### Problem:
Reproduce each line of the listing exactly.
------------------------------------------------------------------------
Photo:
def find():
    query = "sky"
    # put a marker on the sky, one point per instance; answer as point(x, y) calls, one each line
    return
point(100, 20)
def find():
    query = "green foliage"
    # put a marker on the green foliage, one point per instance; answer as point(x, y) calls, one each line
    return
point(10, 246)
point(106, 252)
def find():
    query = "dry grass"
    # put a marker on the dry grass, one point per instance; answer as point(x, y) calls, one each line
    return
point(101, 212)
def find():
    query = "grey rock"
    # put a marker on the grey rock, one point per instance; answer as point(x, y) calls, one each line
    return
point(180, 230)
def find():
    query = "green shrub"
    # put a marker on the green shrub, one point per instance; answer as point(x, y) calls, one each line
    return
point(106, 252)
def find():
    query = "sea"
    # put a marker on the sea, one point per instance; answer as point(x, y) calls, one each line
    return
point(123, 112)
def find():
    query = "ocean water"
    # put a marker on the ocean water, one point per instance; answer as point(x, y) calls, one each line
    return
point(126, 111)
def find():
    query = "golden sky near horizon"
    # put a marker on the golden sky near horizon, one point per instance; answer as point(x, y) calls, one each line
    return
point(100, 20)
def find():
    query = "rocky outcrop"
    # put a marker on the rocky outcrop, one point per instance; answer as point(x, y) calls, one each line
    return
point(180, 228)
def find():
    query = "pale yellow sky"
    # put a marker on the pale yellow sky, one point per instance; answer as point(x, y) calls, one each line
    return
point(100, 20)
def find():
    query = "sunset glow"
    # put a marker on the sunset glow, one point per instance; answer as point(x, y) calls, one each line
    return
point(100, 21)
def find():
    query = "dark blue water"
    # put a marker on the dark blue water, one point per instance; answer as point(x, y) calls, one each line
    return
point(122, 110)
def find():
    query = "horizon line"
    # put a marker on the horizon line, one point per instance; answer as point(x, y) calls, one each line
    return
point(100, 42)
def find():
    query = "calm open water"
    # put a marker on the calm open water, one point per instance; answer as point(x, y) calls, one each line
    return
------------------------------------------------------------------------
### Output of the exercise:
Photo:
def find():
    query = "sky"
    # put a marker on the sky, one point per instance; answer as point(x, y) calls, one each line
    return
point(100, 20)
def find():
    query = "green foliage"
    # put a marker on the green foliage, one point per instance; answer as point(x, y) calls, one each line
    return
point(10, 246)
point(106, 252)
def find():
    query = "dry grass"
    # put a marker on the dry grass, one point per instance; answer as point(x, y) calls, one each line
    return
point(101, 212)
def find():
    query = "grey rock"
    # put a marker on the grey rock, one point per instance; answer as point(x, y) calls, one each line
    return
point(180, 230)
def find():
    query = "green shrub"
    # put a marker on the green shrub, one point per instance; answer as point(x, y) calls, one each line
    return
point(106, 252)
def find():
    query = "sea"
    # put a marker on the sea, one point per instance; answer as point(x, y) calls, one each line
    return
point(123, 112)
def find():
    query = "ocean water"
    # put a marker on the ocean water, one point per instance; answer as point(x, y) calls, one each line
    return
point(126, 111)
def find():
    query = "golden sky near horizon"
    # put a marker on the golden sky near horizon, one point per instance; answer as point(x, y) calls, one each line
    return
point(100, 20)
def find():
    query = "rocky outcrop"
    # put a marker on the rocky outcrop, one point per instance; answer as point(x, y) calls, one each line
    return
point(180, 228)
def find():
    query = "pale yellow sky"
    # put a marker on the pale yellow sky, one point per instance; answer as point(x, y) calls, one each line
    return
point(100, 20)
def find():
    query = "sunset glow"
    # put a marker on the sunset glow, one point per instance; answer as point(x, y) calls, one each line
    return
point(100, 21)
def find():
    query = "dark blue water"
    # put a marker on the dark blue water, one point per instance; answer as point(x, y) calls, one each line
    return
point(122, 110)
def find():
    query = "horizon line"
    # put a marker on the horizon line, one point per instance; answer as point(x, y) calls, one each line
    return
point(100, 42)
def find():
    query = "calm open water"
    # put a marker on the calm open water, one point per instance; answer as point(x, y) calls, one each line
    return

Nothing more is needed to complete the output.